▶ EXCERPT PROVIDED
2. Gilak Deng Baris Gede

Cyclical gamelan melodies supported by a repeated gong cycle of 8 beats' duration, where the gongs sound the pattern…GP.PG (G = large suspended gong; P = medium gong), are known as gilak. The pervasive mood of the gilak form is one of ceremony, and it provides a structural basis for much that accompanies temple and cremation rites.
The gilak in today's recital is characterized by a 24-beat melody, spanning thee 8-beat gong cycles, which begins on the third note (deng) of the Balinese pelog scale - hence the name, Gilak Deng. The words 'Baris Gede', which complete the title, indicate that the melody of this particular gilak has been borrowed from the sacred dance, Baris Gede, in which rows (baris) of men dressed as warriors dance in the temple courtyard bearing long lances. This music, unlike most played at temple ceremonies, is not performed as an offering to ancestral deities, but rather to appease demonic underworld forces forever on the lookout for an opportunity to wreak havoc in the human realm.
3. Tari Panyembrama
This secular welcome dance (tari means 'dance') derives from a much older sacred dance called pendet, still danced in temples today by groups of women during odalan (temple anniversary rites). The purpose of pendet is to welcome ancestral deities recently descended from their heavenly abode to inhabit temple shrines for the duration of an odalan. Tair Panyembrama, as a secular counterpart to pendet, serves as a welcome not for deities, but for guests at weddings and public receptions, and also welcomes tourists to Bali at hotel performances.

4. Gambangan

Created in 1926 by renowned Kuta musician, I Wayan Lotring, Gambangan is a secular instrumental work for gamelan pelegongan, a smaller, sweeter ensemble than gamelan gong kebyar used primarily to accompany the traditional legon dance, from which the ensemble gets its name.
The title, Gambangan, which means' in the manner of gambang, alludes firstly to the fact that the principal melody of this piece incorporates a direct quotation from a work in the repertoire of gamelan gambang (a ritual form of gamelan played only during cremation and odalan rites) and, secondly, to the complex interlocking figuration played on gangsa (10-keyed metallophones), which mimics similar figuration executed on the instruments of the gamelan gambang ensemble.


5. Gambang

Created in the 1930s, Gambang is a one-movement instrumental work frequently used to bridge a lull in proceedings at official functions, for example when waiting for important guests to arrive. The cyclical form of this work lends itself perfectly to such a context, as it may be repeated continuously for as long as required.

▶ COLLECTED DATA
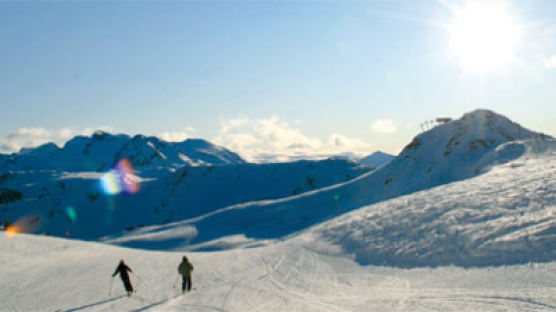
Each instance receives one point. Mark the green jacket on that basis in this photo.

▶ WHAT IS BEING ASKED
Return the part of the gamelan program notes between "3. Tari Panyembrama" and "gets its name.", inclusive, copied word for word.

▶ FULL OUTPUT
3. Tari Panyembrama
This secular welcome dance (tari means 'dance') derives from a much older sacred dance called pendet, still danced in temples today by groups of women during odalan (temple anniversary rites). The purpose of pendet is to welcome ancestral deities recently descended from their heavenly abode to inhabit temple shrines for the duration of an odalan. Tair Panyembrama, as a secular counterpart to pendet, serves as a welcome not for deities, but for guests at weddings and public receptions, and also welcomes tourists to Bali at hotel performances.

4. Gambangan

Created in 1926 by renowned Kuta musician, I Wayan Lotring, Gambangan is a secular instrumental work for gamelan pelegongan, a smaller, sweeter ensemble than gamelan gong kebyar used primarily to accompany the traditional legon dance, from which the ensemble gets its name.